▶ [REQUIREMENT]:
Send back the whole listing untouched.

▶ [PROVIDED RECORDS]:
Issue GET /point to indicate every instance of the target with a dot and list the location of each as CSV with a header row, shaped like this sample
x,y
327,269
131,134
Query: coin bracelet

▶ [SOLUTION TO THE EXERCISE]:
Issue GET /point to indicate every instance of the target with a dot and list the location of each as CSV with a header row, shaped like this sample
x,y
327,269
131,134
Query: coin bracelet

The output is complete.